### EJERCICIOS
**1)** En el texto sobre la libertad individual y la conciencia de la muerte, enumera las instituciones nombradas que le garantizaban al sujeto del siglo XX ciertas cosas para poder vivir.
**2)** Reanuda el texto sobre la libertad individual y la conciencia de la muerte a partir de su última oración.

### TEXTO EXTRAÍDO
Estamos en un mundo en el que cada vez nos parece mucho más atractivo hacernos cargo de nuestras cosas, como que ya no somos el sujeto del siglo XX al cual la familia, la empresa, la iglesia, el estado, entre otras instituciones les garantizaban ciertas cosas para poder vivir. En una especie de revolución del individuo, hemos venido soltando la mano de las instituciones y hemos empezado a entendernos como sujetos que se hacen cargo de sus asuntos tales como sus creencias, y entonces vemos a quienes dicen: “yo creo en dios pero no en las iglesias”, o personas que renuncian al modelo hegemónico de familia por considerarlo opresivo y entonces establecen otro tipo de relaciones y de familias en las que nadie se meta con sus libertades individuales.
La libertad, es entonces un valor fundamental en nuestro tiempo, pero una libertad que se lee desde la individualidad, queremos ser individuos libres. Esto último, a diferencia de la comprensión que se tenía de la misma desde movimientos colectivos de otrora que pretendían la liberación de un modelo político, económico, de pensamiento colectivo por la construcción de otro modelo colectivo. Un ejemplo de esto es el caso de la eterna lucha entre los modelos de sociedades que proponen las izquierdas y los que plantean las derechas, por el contrario, hoy queremos ser individuos que no tengan ningún tipo de atadura. Siguiendo esto, lo curioso de la denuncia sobre el alcohol y “su cultura destructiva” es que plantea una afirmación (o más bien varias tras ella) y es que el alcohol destruye y que por tanto hay algo que está mal en el ser humano que busca la destrucción.
Hace un tiempo, vengo releyendo al filósofo colombiano Estanislao Zuleta quien parafrasea a Sigmund Freud (el padre del psicoanálisis), con un ejemplo que construye este en una de sus obras en la que nos habla de un niño que se ve al espejo y luego se mueve de tal manera que el espejo ya no muestra su reflejo. Dice Zuleta:
Ese juego le permite al niño la comprensión de su propia existencia; es decir, el que el que está en el espejo, o sea él mismo, puede a la vez desaparecer, como desaparece la mamá y como desaparece todo. Es decir, se percata de que también él puede desaparecer.
Es en este juego, en el que el niño entiende el sentido de la ausencia y por tanto el sentido de la muerte, que en palabras del mismo Zuleta sería algo así como que “La muerte es también lo que le confiere sentido a la vida, a todo lo deseable, lo perdible, lo urgente, lo deseable”. Es decir, nuestra vida tiene sentido porque sabemos que nos vamos a morir pues si fuéramos eternos el tiempo se devaluaría y la famosa frase de “el tiempo es oro” perdería todo el sentido que tiene hoy día para nosotros.
De niños, al entender la ausencia y la presencia, nos damos cuenta de la idea de que las cosas tienen final, y así mismo nosotros lo tenemos, es allí cuando nos sabemos en el mundo, cuando tenemos conciencia. La ausencia es una circunstancia a la que nos cuesta demasiado habituarnos y por eso queremos no morir y depositamos nuestra existencia en obras, hijos, creaciones, casas, cosas, etcétera; que, de alguna manera, nos permiten trascender más allá de nuestro tiempo en la tierra.

### DATOS DISPONIBLES

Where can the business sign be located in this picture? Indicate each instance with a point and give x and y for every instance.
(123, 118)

### EJERCICIOS RESUELTOS
**1)** La familia, la empresa, la iglesia y el estado.

**2)**
Esto que digo sobre la ausencia se hace patente en dos cosas que quiero anotar. La primera de ellas, es cuando jugamos al “no toy, si toy” con los niños cuando son bebés, mostrándole a través del juego (forma en la que todos los seres humanos nos habituamos al mundo) que existen dos opuestos: la presencia y la ausencia, estar y no estar. La segunda cosa que refiere a la infancia sobre el hecho de la ausencia, que quiero traer a colación, es el miedo terrible que experimentamos todos en la infancia de la posibilidad de que se nos pierda nuestra madre (quizá padre, abuela, tía o figura principal de nuestra crianza). He visto a padres crudelísimos (supremamente crueles) esconderse de los niños en los supermercados y ver cómo el atisbo de idea que tienen estos infantes de lo que es el sentido de su vida se derrumba al sentirse en la ausencia de sus cuidadores. Al experimentar en carne propia la muerte o, dicho de otra manera, el fin de lo conocido, el fin de lo único conocido, el mundo al que accedemos gracias nuestro proceso de crianza. ¿Pero qué tiene que ver esto con la “cultura destructiva del alcohol”?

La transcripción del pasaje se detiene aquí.